— start Recorded data —
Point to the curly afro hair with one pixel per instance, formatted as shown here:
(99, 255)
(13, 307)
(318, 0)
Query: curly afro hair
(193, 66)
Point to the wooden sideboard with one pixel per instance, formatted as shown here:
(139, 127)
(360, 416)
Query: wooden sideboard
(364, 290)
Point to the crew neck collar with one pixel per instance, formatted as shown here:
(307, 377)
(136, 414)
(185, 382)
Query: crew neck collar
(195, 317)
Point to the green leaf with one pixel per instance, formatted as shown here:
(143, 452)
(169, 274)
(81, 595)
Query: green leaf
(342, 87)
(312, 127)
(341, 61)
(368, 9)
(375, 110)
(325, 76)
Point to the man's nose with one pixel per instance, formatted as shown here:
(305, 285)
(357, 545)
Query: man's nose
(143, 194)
— end Recorded data —
The exercise: Turn the lines above into a Markdown table with two columns, "Row" for the row number and "Line" for the text of each line, leaving out any blank lines.

Response:
| Row | Line |
|---|---|
| 1 | Point to the curly afro hair with one pixel per instance, formatted as shown here: |
| 2 | (99, 255) |
| 3 | (13, 307) |
| 4 | (318, 0) |
| 5 | Query: curly afro hair |
| 6 | (193, 66) |
| 7 | Point to the wooden sideboard with one pixel per instance, formatted as shown here: |
| 8 | (139, 127) |
| 9 | (360, 416) |
| 10 | Query: wooden sideboard |
| 11 | (364, 290) |
| 12 | Point to the crew neck collar with one pixel per instance, formatted as shown here: |
| 13 | (307, 377) |
| 14 | (136, 414) |
| 15 | (185, 382) |
| 16 | Query: crew neck collar |
| 17 | (195, 317) |
| 18 | Point to the green leaf with one pixel per instance, formatted as shown here: |
| 19 | (143, 452) |
| 20 | (169, 274) |
| 21 | (81, 595) |
| 22 | Query: green leaf |
| 23 | (342, 87) |
| 24 | (312, 127) |
| 25 | (341, 61) |
| 26 | (368, 9) |
| 27 | (375, 110) |
| 28 | (325, 76) |
| 29 | Point to the man's nose with one pixel per instance, formatted as shown here: |
| 30 | (305, 285) |
| 31 | (357, 545) |
| 32 | Query: man's nose |
| 33 | (143, 194) |